Print all of the data below exactly as it appears, leaving out every image.

======== Data in this exercise ========

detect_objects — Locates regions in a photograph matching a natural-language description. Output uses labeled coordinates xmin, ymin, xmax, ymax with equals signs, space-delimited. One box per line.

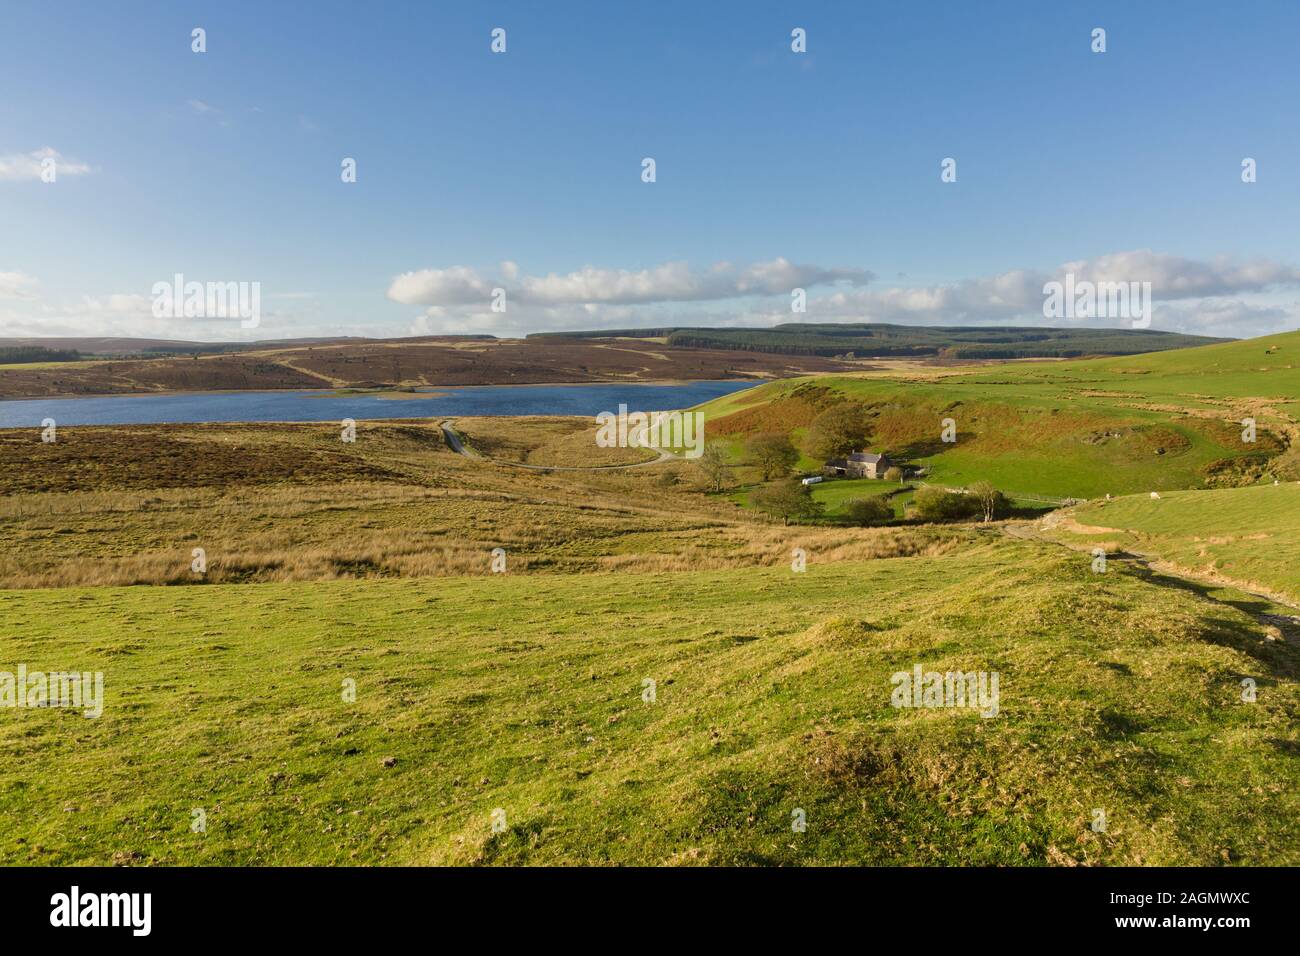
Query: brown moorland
xmin=0 ymin=418 xmax=965 ymax=588
xmin=0 ymin=337 xmax=857 ymax=398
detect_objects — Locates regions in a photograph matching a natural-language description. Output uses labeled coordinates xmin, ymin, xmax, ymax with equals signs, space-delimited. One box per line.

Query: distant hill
xmin=0 ymin=335 xmax=417 ymax=357
xmin=0 ymin=345 xmax=83 ymax=364
xmin=531 ymin=323 xmax=1230 ymax=359
xmin=0 ymin=334 xmax=853 ymax=398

========

Completed task —
detect_objects — Locates regions in a photograph matching a natural-language description. Output uses labeled coordinates xmin, ymin, xmax, ymax with equals signs, space-delimited. One box per line.

Query: brown moorland
xmin=0 ymin=418 xmax=965 ymax=588
xmin=0 ymin=337 xmax=857 ymax=398
detect_objects — Locates regions in a photograph matching a natural-language description. Output uses labeled coordinates xmin, ymin, xmax, ymax with equals signs, space-delimited. One box per line.

Query: distant hill
xmin=0 ymin=335 xmax=417 ymax=357
xmin=0 ymin=345 xmax=83 ymax=364
xmin=531 ymin=323 xmax=1230 ymax=359
xmin=0 ymin=334 xmax=853 ymax=398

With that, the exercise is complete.